# Required task A:
In the rows below, from the first row through the line that contains "M29 250L37 256L68", inclusive, swap "rock formation" for "stone outcrop". Give only those rows, leaving everything else in them as it is.

SWUpdate builtin configuration¶
SWUpdate has a compile time configuration. The default configuration delivered with meta-swupdate is not suitable for most projects. The easy way to check configuration in Yocto is to run:
bitbake -c menuconfig swupdate
Outside Yocto, just run in SWUpdate’s sources:
Check security, bootloader, and which handlers should be installed. They depend strongly on your project. If you build with OE, add a swupdate_%.bbappend to one of your layers, and put the resulting configuration file as defconfig that can be fetched. Please review the following configuration:
- Security settings
- Interfaces required (where the software is coming from). Disable the interface you do not need.
- Handlers required for your project. Disable what you do not need, but consider if you could need some of them in future. As example, you can safely disable ubivol if you do not use raw NAND, but you can let archive enabled if you plan to install artifacts from tarballs in future.
- It is highly recommended to enable Lua to extend runtime behavior.
An easy way to start SWUpdate is provided only with meta-swupdate and Yocto. A generic SystemV init script or a systemd unit for SWUpdate are executing a script swupdate.sh, that is delivered together with the SWUpdate binaries. The script goes through /etc/swupdate/conf.d/ and sources all found files. The integrator can use a set of predefined variables to configure SWUpdate’s command line parameters.

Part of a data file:
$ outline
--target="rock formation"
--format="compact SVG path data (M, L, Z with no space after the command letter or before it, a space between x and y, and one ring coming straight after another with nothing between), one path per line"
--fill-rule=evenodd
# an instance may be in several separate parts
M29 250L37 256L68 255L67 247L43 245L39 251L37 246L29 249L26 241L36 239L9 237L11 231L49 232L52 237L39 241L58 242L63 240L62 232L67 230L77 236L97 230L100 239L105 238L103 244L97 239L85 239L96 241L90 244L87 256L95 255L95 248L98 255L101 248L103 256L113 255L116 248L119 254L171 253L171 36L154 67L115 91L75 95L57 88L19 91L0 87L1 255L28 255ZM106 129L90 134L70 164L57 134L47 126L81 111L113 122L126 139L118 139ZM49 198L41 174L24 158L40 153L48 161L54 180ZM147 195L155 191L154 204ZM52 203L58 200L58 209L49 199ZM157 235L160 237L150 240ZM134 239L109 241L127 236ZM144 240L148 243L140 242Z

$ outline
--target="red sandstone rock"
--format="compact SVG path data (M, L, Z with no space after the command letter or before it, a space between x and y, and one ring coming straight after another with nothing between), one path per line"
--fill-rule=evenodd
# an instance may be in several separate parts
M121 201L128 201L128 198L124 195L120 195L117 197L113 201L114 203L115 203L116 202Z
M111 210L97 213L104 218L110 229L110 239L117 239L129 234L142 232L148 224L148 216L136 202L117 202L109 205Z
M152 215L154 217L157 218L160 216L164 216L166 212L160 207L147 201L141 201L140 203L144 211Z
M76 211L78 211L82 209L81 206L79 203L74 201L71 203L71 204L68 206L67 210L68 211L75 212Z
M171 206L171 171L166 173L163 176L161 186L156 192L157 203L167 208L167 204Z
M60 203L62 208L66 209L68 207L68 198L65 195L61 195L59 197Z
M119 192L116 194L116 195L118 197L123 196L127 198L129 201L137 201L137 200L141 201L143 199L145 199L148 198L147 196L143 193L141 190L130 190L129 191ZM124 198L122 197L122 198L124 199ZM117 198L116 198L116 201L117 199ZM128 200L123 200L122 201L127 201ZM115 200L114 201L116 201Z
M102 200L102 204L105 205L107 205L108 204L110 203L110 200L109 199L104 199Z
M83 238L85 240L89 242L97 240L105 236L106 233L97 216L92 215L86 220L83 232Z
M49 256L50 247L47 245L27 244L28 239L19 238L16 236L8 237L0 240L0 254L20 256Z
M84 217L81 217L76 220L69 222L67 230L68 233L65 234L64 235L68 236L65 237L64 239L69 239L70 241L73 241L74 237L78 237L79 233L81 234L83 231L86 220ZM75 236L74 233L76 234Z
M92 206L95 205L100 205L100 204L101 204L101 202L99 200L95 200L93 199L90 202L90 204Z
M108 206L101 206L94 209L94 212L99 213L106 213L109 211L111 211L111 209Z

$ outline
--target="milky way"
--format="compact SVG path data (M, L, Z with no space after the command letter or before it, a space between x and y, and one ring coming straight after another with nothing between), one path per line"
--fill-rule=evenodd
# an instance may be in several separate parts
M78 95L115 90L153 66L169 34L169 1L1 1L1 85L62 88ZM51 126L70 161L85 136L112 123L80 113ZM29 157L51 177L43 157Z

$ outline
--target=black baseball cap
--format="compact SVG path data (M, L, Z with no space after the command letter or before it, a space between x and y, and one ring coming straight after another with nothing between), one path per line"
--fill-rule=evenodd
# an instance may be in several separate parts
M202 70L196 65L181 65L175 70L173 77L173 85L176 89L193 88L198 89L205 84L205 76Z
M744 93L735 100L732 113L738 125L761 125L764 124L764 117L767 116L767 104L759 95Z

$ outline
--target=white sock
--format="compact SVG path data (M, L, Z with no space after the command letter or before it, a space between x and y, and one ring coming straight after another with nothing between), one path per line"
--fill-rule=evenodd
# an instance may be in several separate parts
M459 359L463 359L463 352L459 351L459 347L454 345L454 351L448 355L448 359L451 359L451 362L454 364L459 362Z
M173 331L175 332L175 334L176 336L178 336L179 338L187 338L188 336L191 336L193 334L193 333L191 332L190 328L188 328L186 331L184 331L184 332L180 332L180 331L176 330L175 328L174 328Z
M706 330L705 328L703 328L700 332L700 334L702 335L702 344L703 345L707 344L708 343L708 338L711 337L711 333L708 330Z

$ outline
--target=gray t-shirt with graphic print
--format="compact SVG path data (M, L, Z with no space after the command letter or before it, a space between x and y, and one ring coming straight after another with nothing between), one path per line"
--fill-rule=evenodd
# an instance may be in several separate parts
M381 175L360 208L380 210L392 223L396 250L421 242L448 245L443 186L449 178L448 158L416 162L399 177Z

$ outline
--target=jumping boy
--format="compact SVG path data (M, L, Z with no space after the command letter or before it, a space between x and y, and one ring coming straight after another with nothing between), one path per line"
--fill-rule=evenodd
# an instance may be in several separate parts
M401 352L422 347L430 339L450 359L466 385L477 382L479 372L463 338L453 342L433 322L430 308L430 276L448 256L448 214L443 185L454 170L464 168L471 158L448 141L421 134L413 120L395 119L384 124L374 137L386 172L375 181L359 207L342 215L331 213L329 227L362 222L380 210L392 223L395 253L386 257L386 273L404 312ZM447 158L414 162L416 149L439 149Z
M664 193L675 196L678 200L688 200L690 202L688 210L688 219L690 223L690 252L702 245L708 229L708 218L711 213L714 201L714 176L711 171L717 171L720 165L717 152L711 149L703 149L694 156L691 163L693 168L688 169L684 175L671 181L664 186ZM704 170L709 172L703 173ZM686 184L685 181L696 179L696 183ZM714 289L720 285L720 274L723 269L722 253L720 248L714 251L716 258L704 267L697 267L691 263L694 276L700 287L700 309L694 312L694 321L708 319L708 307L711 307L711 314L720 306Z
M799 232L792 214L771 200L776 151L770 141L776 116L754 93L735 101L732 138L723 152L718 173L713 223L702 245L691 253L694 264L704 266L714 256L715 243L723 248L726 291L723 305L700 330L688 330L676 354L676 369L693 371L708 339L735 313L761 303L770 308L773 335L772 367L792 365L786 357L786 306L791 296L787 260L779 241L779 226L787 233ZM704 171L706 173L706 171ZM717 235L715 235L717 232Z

# Required task B:
Transcribe the SWUpdate configuration text above between "- Handlers required" and "extend runtime behavior.", inclusive.

# Correct result A:
$ outline
--target="stone outcrop"
--format="compact SVG path data (M, L, Z with no space after the command letter or before it, a space between x and y, and one ring coming straight after another with nothing between), one path per line"
--fill-rule=evenodd
# an instance may be in several separate parts
M29 250L37 256L68 255L67 247L43 245L39 251L37 246L29 249L26 241L36 239L9 237L11 231L49 232L52 237L39 241L58 242L63 240L62 232L67 230L77 236L97 230L100 239L105 238L103 244L97 239L85 239L96 241L90 244L87 256L95 255L95 248L98 255L101 248L103 256L113 255L116 248L119 254L171 253L171 36L154 67L115 91L75 95L57 88L19 91L0 87L1 255L28 255ZM106 129L90 134L70 164L57 134L47 126L81 111L113 122L126 139L118 139ZM49 198L41 174L24 158L40 153L48 161L54 180ZM147 195L155 191L154 204ZM52 203L58 200L58 209L49 199ZM157 235L160 237L150 240ZM134 239L109 241L127 236ZM144 240L148 243L140 242Z

# Correct result B:
- Handlers required for your project. Disable what you do not need, but consider if you could need some of them in future. As example, you can safely disable ubivol if you do not use raw NAND, but you can let archive enabled if you plan to install artifacts from tarballs in future.
- It is highly recommended to enable Lua to extend runtime behavior.